- [TASK OBJECTIVE] Reproduce every line of the records below, including the requests, and offset each x and y coordinate in the answers by 113. Keep the numbers in the requests and their format samples unchanged.

- [SUPPLIED DATA]
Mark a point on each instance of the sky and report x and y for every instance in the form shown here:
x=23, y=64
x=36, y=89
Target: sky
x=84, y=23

- [EXERCISE SOLUTION]
Mark a point on each instance of the sky and report x and y for every instance in the form shown here:
x=23, y=64
x=36, y=89
Target: sky
x=197, y=136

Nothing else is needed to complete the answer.